Object location annotation data:
------------------------------------------------

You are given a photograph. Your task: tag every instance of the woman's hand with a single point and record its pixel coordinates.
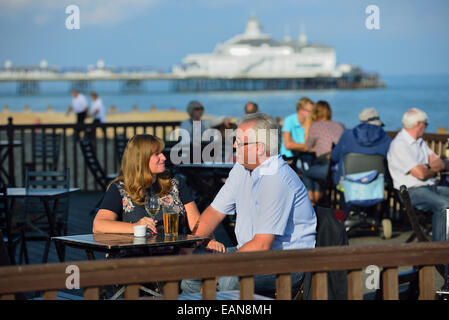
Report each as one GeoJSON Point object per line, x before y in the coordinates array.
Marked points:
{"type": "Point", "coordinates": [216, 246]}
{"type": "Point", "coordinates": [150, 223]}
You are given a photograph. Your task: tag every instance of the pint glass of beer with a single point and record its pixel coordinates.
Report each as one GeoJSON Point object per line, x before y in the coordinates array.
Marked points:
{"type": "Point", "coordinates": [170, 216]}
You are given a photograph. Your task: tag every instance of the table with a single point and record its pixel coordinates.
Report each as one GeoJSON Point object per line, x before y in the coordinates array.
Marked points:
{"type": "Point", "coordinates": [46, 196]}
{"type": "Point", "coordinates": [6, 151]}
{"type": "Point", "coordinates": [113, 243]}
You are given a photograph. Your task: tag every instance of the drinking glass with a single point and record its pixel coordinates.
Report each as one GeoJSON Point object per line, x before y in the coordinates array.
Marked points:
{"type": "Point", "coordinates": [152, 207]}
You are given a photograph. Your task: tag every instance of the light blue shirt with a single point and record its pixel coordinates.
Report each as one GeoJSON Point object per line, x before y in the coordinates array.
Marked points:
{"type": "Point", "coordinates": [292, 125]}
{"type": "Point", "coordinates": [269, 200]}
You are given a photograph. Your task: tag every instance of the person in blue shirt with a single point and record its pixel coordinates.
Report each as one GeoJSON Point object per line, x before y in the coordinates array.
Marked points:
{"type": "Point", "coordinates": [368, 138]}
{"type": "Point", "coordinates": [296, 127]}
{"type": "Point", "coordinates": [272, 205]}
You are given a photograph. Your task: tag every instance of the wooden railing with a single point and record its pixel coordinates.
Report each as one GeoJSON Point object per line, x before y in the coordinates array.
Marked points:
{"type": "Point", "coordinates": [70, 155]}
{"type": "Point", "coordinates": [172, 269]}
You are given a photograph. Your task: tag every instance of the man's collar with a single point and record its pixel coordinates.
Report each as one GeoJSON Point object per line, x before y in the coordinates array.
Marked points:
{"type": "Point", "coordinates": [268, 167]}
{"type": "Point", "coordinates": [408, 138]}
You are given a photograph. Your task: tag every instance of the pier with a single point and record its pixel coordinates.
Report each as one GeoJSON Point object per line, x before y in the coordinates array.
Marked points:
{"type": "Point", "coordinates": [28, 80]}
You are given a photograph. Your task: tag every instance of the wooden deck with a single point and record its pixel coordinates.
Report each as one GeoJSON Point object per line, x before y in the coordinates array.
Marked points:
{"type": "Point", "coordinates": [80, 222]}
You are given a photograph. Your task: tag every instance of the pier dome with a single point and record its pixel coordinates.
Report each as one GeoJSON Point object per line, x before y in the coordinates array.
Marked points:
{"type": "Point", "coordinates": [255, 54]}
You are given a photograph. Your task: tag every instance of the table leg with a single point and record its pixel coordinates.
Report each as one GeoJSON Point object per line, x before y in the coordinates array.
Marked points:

------------------------------------------------

■ Objective: Starting with the line that contains "of the man's", repeat each line through the last one exactly as it appears. Include both ends and nothing more.

■ Result:
You are given a photograph. Your task: tag every instance of the man's collar with a single point and record its pixel coordinates.
Report each as one GeoJSON Point object per line, x before y in the coordinates array.
Marked points:
{"type": "Point", "coordinates": [268, 167]}
{"type": "Point", "coordinates": [408, 138]}
You are given a photograph. Your task: tag every instance of the pier with a single point and record its pixel coordinates.
Report each as one GeoJSON Point object per line, x before y in the coordinates array.
Marked points:
{"type": "Point", "coordinates": [28, 80]}
You are given a photograph. Your task: tag every instance of the wooden deck with a single point and record its pixel coordinates.
Report each as one GeoJSON Point object per line, x before y in the coordinates array.
Marked points:
{"type": "Point", "coordinates": [80, 222]}
You are given a photograph. Your task: tag every instance of the pier dome with a single point and record its pixel coordinates.
Report each as one GeoJSON Point object per line, x before y in the coordinates array.
Marked points:
{"type": "Point", "coordinates": [255, 54]}
You are given a photograph. Your task: tag every instance of the table leg with a single point and record its pixel coordinates.
Report each as one GeoJSON Point object per line, x before y in the coordinates array.
Marked points:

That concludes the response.